— WHAT YOU ARE ASKED TO DO —
Search the material for the word "below" and copy each line that holds it.

— INFORMATION SHOWN —

________________________

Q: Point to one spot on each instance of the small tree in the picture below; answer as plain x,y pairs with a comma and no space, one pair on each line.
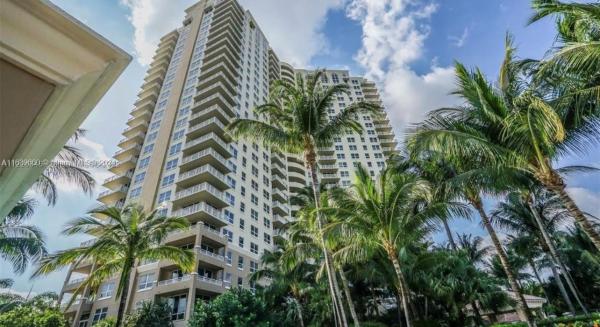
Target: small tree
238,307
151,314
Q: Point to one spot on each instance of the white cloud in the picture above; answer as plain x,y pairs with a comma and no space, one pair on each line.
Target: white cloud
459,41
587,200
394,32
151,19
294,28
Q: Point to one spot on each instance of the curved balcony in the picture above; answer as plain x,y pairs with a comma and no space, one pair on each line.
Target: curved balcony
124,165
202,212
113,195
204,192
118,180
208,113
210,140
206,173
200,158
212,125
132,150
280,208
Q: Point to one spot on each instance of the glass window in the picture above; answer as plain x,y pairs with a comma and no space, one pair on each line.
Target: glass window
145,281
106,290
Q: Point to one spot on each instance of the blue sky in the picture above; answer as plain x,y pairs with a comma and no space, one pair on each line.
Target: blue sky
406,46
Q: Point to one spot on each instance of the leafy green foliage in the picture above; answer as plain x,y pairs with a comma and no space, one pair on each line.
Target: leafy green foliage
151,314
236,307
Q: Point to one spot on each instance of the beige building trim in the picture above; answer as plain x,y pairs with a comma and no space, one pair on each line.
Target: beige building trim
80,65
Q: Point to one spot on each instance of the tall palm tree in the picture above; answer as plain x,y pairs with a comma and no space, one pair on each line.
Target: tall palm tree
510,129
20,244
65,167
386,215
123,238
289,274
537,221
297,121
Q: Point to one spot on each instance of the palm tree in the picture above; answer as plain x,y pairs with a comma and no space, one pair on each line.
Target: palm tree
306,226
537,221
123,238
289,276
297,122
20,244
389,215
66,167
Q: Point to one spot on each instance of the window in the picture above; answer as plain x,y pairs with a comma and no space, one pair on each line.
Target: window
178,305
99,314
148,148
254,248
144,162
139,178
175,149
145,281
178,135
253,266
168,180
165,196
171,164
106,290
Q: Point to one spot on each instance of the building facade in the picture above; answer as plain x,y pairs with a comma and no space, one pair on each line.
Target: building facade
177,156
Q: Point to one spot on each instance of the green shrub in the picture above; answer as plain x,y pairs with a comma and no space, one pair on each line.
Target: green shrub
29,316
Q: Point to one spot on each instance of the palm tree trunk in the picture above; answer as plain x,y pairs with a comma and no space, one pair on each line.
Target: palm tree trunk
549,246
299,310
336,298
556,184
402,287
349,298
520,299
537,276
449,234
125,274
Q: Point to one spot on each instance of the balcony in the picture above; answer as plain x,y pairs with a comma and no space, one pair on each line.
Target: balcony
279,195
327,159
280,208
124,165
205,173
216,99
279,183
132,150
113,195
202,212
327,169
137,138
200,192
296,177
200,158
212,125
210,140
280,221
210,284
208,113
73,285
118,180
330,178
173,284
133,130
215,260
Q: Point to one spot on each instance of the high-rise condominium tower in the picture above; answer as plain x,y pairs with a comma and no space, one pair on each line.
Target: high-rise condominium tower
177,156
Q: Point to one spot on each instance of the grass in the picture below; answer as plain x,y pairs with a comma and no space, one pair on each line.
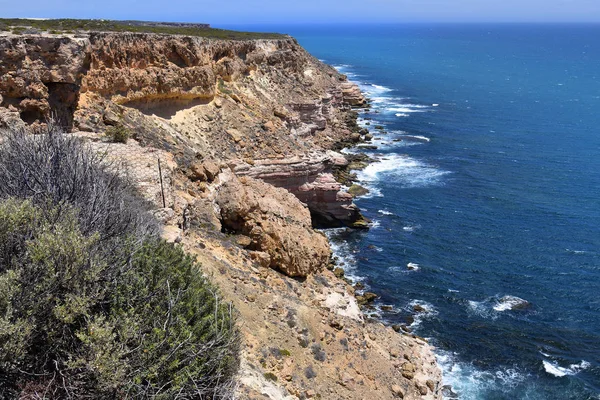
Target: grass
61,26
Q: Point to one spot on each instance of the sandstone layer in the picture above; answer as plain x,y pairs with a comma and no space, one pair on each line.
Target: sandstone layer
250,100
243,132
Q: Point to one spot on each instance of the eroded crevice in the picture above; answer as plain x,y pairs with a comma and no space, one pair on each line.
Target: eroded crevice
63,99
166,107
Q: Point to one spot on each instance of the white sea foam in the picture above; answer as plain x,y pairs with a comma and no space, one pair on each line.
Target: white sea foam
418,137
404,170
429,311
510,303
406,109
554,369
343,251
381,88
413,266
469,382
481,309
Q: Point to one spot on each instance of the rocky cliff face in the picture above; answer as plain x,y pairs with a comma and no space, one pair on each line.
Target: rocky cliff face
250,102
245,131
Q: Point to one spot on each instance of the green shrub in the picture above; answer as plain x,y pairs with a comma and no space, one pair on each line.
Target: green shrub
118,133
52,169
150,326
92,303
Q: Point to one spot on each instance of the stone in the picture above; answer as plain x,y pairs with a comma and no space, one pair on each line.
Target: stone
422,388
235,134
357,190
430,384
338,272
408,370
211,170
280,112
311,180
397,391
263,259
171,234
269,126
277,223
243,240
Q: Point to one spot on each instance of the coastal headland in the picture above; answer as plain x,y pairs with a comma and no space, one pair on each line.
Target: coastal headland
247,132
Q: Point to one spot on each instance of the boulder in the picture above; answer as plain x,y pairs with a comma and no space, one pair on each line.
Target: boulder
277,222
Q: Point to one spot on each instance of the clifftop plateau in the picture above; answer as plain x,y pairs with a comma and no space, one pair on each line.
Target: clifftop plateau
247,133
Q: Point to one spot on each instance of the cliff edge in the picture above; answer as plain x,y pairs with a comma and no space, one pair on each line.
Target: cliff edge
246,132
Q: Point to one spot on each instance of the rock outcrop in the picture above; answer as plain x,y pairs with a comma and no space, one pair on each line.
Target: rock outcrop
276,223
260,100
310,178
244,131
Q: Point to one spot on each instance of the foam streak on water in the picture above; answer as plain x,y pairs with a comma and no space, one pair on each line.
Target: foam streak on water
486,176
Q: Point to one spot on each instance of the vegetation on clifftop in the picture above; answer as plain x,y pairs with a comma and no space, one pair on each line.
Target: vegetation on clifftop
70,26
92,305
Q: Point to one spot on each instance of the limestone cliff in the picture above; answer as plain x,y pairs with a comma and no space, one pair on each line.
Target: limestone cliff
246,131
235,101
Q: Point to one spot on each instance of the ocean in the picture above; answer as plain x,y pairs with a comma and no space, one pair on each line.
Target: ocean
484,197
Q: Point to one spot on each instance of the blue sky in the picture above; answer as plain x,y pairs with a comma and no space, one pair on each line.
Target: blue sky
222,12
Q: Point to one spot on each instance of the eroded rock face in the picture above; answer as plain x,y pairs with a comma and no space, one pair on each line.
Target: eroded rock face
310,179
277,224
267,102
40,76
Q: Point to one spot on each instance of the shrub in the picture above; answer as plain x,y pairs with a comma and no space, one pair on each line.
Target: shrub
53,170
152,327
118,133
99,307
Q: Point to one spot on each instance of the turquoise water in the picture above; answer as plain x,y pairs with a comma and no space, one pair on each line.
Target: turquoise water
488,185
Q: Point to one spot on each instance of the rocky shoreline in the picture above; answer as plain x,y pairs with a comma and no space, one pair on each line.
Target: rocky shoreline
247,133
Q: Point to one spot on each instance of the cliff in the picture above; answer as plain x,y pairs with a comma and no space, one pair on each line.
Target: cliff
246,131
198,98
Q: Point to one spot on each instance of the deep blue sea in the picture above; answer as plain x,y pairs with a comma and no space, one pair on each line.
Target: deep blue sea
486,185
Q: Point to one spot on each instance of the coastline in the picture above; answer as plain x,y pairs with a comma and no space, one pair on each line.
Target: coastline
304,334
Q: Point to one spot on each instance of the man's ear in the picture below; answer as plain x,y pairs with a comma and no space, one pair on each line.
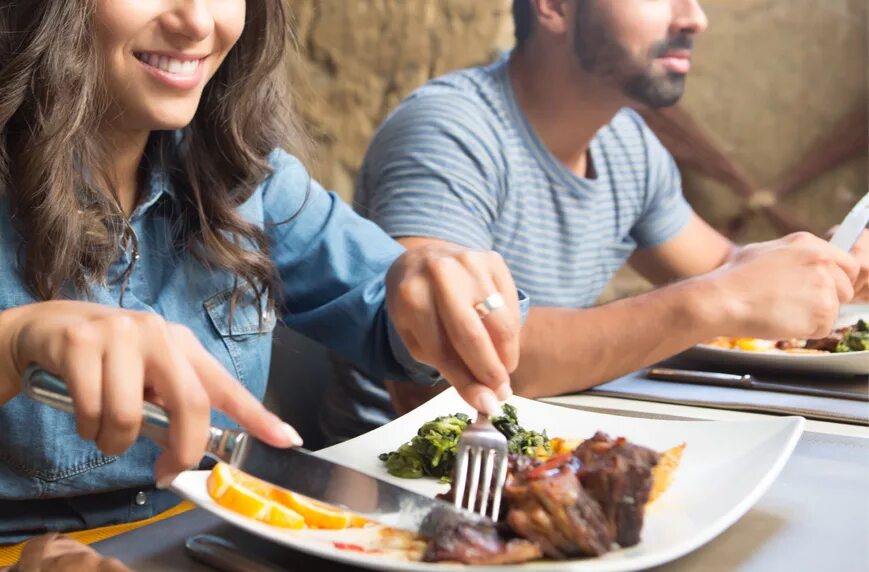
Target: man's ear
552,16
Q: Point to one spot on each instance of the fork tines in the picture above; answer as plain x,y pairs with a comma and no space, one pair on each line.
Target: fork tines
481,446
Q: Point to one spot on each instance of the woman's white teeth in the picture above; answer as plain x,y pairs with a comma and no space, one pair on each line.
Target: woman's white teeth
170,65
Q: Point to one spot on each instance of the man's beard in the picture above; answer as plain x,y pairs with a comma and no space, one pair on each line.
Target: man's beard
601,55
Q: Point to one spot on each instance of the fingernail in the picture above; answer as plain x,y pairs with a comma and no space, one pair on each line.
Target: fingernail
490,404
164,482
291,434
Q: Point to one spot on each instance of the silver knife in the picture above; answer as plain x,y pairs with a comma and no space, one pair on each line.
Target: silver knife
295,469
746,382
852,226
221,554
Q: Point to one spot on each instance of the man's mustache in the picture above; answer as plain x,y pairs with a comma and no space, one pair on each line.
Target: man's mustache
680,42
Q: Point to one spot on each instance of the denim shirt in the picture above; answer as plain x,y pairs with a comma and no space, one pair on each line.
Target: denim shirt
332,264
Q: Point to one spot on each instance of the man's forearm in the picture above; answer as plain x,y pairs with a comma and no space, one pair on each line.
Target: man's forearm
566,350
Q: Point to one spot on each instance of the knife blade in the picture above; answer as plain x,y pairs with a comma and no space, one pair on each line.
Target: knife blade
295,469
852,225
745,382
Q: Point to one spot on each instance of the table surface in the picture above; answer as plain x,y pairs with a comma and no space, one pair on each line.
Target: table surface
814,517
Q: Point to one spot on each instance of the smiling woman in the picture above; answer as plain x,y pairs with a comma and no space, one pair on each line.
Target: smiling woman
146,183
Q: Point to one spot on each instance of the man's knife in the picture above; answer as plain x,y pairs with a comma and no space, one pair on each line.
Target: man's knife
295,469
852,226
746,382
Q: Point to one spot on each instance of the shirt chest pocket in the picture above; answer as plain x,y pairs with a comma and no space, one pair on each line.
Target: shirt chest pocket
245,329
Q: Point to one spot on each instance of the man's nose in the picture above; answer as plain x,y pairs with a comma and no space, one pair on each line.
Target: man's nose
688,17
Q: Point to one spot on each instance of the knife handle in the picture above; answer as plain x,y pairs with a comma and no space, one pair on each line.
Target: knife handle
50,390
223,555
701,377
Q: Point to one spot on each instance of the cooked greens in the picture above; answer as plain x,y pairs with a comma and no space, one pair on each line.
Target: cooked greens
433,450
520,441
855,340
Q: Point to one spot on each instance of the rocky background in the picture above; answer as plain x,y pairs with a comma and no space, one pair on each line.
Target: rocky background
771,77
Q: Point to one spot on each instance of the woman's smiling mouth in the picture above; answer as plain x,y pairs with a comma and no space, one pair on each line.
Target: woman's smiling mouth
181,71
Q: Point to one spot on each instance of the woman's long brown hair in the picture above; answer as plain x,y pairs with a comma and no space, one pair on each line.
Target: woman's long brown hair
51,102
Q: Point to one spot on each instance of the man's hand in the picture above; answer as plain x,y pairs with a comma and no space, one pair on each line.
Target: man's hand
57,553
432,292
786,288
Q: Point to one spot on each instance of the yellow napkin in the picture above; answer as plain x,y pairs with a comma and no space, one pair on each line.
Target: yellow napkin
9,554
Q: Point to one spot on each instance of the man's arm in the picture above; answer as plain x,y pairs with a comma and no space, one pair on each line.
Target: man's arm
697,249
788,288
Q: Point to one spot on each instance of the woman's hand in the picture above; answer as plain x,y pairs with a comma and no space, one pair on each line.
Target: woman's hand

________________________

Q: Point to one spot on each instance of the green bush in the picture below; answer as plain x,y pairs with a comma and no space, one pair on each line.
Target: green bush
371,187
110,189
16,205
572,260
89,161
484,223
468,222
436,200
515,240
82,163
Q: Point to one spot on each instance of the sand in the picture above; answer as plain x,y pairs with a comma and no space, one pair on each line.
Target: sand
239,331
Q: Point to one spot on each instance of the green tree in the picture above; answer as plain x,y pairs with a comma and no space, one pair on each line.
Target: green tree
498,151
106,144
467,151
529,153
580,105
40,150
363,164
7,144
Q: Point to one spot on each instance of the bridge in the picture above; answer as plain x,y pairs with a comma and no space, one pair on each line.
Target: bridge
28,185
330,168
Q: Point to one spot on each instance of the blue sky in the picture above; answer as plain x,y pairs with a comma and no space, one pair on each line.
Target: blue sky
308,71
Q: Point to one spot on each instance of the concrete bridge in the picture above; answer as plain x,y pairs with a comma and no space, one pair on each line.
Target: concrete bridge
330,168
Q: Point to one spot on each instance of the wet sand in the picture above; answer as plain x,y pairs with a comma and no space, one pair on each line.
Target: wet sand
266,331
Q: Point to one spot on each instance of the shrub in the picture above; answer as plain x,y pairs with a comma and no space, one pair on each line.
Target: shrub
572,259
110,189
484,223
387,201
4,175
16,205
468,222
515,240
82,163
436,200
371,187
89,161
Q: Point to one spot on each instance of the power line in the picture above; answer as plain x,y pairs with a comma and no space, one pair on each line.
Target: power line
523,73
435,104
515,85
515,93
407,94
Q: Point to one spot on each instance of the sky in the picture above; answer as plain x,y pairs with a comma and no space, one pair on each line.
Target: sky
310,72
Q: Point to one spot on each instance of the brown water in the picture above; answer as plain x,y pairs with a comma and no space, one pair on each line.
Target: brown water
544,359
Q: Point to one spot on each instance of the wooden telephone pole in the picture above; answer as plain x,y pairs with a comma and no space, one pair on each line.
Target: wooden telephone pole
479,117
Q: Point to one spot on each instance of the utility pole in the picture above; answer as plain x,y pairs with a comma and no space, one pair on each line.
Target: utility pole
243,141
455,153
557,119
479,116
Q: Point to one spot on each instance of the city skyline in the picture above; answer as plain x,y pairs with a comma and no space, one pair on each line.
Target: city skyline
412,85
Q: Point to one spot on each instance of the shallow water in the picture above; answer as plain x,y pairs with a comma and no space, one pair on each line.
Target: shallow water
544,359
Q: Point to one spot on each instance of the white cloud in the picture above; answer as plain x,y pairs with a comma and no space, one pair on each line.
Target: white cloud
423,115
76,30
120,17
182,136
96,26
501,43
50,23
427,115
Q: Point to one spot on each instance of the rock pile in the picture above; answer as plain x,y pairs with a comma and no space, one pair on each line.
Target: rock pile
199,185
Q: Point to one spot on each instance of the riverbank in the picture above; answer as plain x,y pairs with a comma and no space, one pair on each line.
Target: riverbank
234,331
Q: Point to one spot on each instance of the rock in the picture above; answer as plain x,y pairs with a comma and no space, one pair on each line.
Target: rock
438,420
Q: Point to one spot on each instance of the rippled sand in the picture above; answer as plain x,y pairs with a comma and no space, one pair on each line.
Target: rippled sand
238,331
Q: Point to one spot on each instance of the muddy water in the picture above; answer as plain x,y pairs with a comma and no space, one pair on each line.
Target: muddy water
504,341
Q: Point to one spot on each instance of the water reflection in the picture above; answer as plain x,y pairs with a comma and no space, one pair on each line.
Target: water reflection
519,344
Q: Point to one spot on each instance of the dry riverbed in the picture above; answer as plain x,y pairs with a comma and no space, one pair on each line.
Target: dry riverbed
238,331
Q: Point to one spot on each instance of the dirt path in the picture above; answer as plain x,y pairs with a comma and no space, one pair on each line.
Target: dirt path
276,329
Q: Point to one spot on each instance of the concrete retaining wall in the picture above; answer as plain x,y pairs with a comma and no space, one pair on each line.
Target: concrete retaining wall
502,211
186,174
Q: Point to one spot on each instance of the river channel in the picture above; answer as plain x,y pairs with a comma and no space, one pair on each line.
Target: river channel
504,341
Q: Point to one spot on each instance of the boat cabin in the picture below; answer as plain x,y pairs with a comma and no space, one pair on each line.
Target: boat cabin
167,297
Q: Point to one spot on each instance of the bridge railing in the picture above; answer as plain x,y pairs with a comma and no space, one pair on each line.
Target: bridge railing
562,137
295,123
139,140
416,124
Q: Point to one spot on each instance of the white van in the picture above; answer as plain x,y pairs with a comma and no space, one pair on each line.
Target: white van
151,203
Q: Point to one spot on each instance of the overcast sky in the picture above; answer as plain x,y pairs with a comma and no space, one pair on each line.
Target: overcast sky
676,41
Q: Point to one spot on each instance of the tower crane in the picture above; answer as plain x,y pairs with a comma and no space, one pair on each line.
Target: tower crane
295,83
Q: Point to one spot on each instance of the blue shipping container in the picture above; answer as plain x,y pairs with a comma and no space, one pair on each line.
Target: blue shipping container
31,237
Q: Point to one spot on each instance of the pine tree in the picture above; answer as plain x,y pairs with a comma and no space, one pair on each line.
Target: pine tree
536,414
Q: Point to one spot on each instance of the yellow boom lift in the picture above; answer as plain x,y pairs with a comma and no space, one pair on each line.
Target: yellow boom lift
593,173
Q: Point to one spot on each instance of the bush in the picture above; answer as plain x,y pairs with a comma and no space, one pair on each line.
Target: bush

________________________

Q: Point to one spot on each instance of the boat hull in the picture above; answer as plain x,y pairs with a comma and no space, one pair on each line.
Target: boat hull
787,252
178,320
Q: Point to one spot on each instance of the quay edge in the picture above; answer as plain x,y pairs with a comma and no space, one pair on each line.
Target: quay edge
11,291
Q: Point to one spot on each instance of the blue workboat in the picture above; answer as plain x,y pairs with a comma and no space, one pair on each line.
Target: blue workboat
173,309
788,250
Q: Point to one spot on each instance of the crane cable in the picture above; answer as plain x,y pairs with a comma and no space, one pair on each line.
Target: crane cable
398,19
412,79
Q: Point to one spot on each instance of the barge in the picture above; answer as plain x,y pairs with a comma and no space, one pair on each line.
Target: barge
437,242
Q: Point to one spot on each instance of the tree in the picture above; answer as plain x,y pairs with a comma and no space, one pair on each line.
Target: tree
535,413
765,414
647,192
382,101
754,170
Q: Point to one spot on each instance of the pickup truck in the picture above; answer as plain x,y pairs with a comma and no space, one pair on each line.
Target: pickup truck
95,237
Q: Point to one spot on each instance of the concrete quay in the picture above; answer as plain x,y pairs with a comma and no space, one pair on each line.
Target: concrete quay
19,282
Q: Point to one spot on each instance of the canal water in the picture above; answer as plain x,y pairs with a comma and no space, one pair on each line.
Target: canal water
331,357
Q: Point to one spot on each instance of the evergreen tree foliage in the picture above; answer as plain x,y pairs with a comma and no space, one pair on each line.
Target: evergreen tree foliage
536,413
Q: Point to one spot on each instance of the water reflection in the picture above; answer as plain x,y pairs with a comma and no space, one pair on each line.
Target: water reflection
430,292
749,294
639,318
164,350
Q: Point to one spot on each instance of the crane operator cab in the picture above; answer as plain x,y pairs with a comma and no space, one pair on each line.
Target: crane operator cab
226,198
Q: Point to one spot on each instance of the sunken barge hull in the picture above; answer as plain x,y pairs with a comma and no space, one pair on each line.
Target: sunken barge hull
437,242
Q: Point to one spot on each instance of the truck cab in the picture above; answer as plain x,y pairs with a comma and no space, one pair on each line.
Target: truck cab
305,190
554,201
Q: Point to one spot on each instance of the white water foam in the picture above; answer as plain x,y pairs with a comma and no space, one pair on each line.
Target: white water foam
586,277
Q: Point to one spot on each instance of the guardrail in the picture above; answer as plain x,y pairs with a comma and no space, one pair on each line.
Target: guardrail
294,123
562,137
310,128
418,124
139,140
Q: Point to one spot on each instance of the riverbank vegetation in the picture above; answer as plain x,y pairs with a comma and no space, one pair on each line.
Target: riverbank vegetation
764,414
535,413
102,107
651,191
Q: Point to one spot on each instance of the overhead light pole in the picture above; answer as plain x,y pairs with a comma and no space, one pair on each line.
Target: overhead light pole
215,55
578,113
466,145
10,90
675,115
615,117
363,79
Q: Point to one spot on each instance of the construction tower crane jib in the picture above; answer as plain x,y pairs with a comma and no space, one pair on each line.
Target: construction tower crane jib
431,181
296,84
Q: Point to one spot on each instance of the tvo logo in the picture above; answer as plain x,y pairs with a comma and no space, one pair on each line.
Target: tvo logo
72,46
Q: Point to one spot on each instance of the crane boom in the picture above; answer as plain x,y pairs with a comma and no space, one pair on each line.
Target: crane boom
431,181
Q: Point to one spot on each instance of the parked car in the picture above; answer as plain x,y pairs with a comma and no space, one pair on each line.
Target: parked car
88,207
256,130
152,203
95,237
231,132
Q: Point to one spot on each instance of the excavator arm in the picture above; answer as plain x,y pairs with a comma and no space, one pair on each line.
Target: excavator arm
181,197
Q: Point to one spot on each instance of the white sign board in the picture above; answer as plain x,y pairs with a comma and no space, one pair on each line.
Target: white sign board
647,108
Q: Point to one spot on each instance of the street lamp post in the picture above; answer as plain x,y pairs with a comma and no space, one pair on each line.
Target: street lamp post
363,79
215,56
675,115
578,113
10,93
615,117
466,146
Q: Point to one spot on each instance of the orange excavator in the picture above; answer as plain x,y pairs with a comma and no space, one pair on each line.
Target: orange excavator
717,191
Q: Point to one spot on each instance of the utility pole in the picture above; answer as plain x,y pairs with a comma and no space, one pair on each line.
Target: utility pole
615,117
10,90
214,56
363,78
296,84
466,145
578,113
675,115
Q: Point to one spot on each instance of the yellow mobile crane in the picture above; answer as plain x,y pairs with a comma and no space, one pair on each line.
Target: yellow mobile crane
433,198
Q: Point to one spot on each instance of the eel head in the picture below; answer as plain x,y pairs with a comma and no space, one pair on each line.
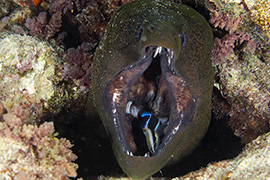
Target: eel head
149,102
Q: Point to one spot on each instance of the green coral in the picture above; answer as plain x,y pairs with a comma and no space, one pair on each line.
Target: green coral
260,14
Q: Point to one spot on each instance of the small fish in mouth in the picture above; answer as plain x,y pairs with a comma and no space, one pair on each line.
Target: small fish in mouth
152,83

________________________

— RESPONSE —
Q: Point to one spot on each instance of the small tree in the picture below; answer as plain x,y pairs with a comma and no space, one pair on each line.
Q: Point to one spot on each instance of the grass in the picture below; answer as plain x,y pairs with a comma and no space, one pair on each line.
Q: Point to one spot on each instance of the man's ear in the picture below; answer as plain x,y pairs with a comma and no space, one pair on each line.
Q: Point to one spot on each instance of the green bush in the picture below; answer as plain x,y pairs with a comma and no space, one pair on each line.
Q: Point to one spot on each instance of the boat cabin in the picture below; answer as plain x,y pairs with a comma and no space, one pair on each line.
Q: Point to one spot on each instance of the eel head in the picture below; answer as plain x,y pairs with a comma and no space, one pair on each line.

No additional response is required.